=== DATA IN THIS EXERCISE ===

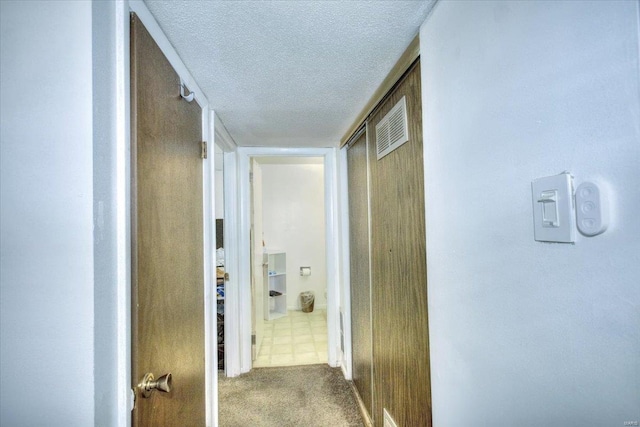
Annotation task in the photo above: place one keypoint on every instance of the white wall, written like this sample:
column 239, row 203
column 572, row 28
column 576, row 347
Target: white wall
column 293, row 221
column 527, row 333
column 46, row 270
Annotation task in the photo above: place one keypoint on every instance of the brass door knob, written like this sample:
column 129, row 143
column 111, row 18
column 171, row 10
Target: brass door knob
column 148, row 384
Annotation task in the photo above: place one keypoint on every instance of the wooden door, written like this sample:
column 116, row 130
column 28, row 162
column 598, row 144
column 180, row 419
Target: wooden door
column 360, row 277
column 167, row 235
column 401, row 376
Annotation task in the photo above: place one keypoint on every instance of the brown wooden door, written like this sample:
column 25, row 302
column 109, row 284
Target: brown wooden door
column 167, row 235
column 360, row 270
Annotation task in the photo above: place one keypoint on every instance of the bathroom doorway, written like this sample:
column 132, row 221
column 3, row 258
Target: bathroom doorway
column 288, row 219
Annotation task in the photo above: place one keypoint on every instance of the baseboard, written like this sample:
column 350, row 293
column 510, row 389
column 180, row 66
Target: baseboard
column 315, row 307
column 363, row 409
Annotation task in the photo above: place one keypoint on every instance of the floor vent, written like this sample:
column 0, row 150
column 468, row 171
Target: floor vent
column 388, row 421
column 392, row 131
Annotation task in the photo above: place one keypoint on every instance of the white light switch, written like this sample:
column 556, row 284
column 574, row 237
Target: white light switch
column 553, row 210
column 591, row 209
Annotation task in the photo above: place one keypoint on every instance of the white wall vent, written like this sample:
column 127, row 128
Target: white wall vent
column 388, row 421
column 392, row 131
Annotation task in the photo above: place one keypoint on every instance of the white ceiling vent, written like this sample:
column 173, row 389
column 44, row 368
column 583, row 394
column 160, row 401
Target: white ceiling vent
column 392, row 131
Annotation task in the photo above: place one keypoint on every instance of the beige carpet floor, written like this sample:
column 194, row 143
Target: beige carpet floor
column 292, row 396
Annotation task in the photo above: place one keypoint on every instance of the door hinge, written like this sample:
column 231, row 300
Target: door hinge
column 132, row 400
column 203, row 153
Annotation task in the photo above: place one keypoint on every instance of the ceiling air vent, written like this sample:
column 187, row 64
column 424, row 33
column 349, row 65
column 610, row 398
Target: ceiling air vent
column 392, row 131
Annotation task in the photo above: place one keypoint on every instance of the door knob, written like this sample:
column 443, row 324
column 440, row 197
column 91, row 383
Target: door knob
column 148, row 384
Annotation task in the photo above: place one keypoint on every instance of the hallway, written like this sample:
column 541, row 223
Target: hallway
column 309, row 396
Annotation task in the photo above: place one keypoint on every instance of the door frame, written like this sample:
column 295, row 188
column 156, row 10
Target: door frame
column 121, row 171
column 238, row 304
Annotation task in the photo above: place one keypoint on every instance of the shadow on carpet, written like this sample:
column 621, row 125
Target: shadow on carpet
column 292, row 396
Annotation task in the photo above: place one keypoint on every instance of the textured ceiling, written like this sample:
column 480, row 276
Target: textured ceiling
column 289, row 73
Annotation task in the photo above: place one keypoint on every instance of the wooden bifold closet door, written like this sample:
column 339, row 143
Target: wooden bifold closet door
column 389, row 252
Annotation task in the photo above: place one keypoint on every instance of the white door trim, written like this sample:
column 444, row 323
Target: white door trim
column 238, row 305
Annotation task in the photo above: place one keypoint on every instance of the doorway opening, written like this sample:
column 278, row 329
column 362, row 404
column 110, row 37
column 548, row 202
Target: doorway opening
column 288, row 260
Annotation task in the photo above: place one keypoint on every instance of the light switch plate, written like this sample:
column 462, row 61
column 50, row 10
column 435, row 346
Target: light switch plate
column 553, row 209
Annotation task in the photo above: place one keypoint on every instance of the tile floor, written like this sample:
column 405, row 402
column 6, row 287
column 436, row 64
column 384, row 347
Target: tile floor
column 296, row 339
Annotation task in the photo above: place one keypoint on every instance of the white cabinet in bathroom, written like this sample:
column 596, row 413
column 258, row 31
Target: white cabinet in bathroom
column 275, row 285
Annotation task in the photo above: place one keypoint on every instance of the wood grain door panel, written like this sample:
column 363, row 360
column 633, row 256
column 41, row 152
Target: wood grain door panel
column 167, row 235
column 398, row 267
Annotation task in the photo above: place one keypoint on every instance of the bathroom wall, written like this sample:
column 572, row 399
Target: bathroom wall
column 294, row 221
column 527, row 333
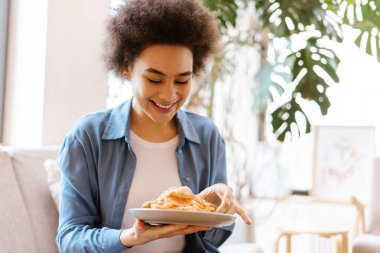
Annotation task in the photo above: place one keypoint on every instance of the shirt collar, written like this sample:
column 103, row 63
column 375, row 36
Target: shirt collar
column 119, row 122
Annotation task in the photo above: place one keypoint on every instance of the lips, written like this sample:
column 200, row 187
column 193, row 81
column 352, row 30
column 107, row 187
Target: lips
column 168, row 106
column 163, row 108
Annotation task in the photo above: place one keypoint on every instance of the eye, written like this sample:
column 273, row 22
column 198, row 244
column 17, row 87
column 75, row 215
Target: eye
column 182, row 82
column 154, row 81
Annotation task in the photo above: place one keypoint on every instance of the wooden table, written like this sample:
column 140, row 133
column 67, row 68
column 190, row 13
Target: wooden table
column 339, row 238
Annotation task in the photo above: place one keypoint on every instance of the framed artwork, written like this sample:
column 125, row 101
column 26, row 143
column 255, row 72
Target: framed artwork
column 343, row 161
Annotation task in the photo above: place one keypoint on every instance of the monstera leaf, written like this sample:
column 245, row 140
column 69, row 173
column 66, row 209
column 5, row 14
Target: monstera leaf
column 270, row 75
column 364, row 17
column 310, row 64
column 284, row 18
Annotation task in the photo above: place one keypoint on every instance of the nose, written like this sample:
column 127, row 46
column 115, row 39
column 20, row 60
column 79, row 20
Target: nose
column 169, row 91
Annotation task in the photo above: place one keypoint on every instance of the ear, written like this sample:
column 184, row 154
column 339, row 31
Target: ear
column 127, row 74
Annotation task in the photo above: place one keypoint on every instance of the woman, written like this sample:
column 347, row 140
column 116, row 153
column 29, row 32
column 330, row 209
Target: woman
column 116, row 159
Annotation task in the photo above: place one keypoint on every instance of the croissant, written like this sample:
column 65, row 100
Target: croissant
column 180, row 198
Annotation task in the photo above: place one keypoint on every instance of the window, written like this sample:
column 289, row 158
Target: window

* * *

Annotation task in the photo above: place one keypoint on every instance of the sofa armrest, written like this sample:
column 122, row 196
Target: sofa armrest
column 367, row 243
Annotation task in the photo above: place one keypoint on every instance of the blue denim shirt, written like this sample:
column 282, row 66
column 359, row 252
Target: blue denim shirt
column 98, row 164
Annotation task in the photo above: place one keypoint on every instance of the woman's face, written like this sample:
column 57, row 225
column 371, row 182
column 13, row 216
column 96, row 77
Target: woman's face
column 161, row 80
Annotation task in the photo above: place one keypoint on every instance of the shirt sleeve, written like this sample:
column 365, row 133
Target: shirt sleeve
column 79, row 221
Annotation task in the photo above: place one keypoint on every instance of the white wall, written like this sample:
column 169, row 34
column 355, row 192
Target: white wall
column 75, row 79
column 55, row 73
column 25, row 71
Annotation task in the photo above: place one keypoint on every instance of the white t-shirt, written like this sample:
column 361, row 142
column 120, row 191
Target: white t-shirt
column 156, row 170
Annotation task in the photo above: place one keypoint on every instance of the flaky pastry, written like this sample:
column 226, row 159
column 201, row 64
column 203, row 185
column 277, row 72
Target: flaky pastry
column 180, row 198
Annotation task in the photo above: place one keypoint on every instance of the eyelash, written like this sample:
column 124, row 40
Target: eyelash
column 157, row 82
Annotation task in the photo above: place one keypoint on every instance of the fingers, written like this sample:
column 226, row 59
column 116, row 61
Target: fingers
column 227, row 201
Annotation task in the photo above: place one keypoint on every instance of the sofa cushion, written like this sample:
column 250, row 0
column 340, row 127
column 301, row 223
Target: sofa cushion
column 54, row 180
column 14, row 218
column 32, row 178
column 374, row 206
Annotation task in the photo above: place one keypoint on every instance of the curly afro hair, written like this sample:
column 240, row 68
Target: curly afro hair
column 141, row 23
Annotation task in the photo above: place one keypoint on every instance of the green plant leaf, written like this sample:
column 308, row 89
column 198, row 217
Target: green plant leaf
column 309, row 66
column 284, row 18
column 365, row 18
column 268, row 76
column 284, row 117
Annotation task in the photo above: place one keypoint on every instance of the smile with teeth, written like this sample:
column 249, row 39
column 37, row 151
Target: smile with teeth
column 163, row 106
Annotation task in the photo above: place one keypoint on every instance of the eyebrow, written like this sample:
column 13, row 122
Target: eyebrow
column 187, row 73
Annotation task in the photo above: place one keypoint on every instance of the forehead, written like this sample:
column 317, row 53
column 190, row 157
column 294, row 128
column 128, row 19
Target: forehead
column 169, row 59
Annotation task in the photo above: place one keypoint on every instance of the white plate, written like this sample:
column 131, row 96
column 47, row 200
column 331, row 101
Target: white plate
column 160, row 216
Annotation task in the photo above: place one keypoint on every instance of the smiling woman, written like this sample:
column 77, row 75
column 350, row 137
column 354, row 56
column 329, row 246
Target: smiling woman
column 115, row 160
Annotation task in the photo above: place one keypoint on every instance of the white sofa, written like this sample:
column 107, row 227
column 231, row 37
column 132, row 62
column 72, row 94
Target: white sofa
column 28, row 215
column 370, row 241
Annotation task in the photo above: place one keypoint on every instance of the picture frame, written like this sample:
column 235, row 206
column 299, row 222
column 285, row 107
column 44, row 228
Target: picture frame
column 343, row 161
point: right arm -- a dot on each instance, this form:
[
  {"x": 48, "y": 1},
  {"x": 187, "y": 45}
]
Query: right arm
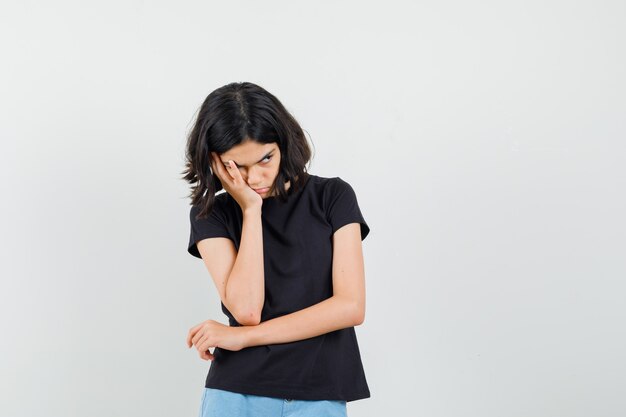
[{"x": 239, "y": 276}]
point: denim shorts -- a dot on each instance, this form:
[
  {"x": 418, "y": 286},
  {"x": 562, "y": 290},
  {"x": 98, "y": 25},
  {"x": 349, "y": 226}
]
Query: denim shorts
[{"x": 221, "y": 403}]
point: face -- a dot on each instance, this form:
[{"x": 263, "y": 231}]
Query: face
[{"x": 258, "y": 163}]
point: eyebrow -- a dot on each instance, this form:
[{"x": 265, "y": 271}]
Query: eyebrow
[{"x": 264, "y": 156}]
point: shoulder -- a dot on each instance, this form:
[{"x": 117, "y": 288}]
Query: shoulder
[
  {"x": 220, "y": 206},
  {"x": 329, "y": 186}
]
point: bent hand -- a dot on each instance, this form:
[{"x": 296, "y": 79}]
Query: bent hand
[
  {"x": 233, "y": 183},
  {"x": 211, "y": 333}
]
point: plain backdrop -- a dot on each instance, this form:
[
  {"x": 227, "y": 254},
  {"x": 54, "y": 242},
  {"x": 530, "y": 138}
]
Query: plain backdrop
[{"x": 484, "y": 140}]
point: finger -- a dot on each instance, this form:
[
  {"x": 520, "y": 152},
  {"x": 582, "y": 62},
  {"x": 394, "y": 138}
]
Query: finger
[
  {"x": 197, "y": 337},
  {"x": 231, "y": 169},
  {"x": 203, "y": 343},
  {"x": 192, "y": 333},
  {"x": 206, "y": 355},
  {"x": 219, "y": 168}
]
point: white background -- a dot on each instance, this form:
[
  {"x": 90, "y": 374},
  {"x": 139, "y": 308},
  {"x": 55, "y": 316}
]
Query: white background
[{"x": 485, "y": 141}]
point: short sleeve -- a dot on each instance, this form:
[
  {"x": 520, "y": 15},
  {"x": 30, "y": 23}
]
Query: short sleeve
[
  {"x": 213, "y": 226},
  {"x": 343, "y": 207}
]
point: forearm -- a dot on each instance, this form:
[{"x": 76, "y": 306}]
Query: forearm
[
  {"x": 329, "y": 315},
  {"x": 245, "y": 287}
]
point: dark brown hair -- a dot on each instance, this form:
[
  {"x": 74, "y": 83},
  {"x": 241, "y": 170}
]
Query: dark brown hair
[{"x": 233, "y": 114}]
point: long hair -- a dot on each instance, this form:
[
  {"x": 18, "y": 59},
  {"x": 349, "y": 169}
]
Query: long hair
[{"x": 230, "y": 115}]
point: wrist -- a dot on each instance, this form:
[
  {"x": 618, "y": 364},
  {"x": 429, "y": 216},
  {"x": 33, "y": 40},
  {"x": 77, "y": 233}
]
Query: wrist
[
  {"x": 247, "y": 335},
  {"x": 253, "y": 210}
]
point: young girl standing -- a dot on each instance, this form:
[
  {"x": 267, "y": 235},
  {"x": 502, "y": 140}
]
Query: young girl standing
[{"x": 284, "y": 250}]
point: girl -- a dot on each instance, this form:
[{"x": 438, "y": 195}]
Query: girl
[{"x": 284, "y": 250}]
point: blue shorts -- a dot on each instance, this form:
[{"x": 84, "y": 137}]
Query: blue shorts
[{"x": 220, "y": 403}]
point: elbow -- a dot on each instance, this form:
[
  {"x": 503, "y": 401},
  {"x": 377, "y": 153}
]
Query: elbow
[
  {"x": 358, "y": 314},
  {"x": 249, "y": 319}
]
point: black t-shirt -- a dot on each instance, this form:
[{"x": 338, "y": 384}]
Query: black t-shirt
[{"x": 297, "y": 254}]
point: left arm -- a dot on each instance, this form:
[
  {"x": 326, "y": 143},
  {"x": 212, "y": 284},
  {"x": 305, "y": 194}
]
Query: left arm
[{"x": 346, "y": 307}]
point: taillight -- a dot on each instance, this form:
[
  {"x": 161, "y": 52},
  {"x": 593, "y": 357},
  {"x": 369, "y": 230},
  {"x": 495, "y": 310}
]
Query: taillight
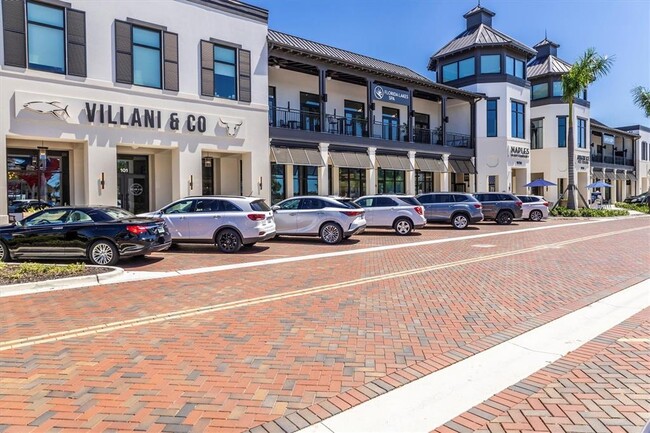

=== WHAT TO PRODUCE ===
Repeat, word for word, the lines above between the line holding "column 13, row 216" and the line holding "column 120, row 191", inclusive; omit everything else.

=== SOLUTION TO THIS EXERCISE ===
column 13, row 216
column 96, row 77
Target: woman's face
column 161, row 80
Annotation task in the photo above: place one keypoint on every instance of the shirt sleeve, written like this sample:
column 365, row 133
Target: shirt sleeve
column 79, row 221
Annotation task in the photo above: place one keypoint on every instance of the white wall, written like this sample:
column 169, row 34
column 355, row 192
Target: white wall
column 75, row 79
column 55, row 73
column 25, row 71
Annotation task in the photo above: place one keypoint on every instance of the white t-shirt, written like this sample:
column 361, row 142
column 120, row 191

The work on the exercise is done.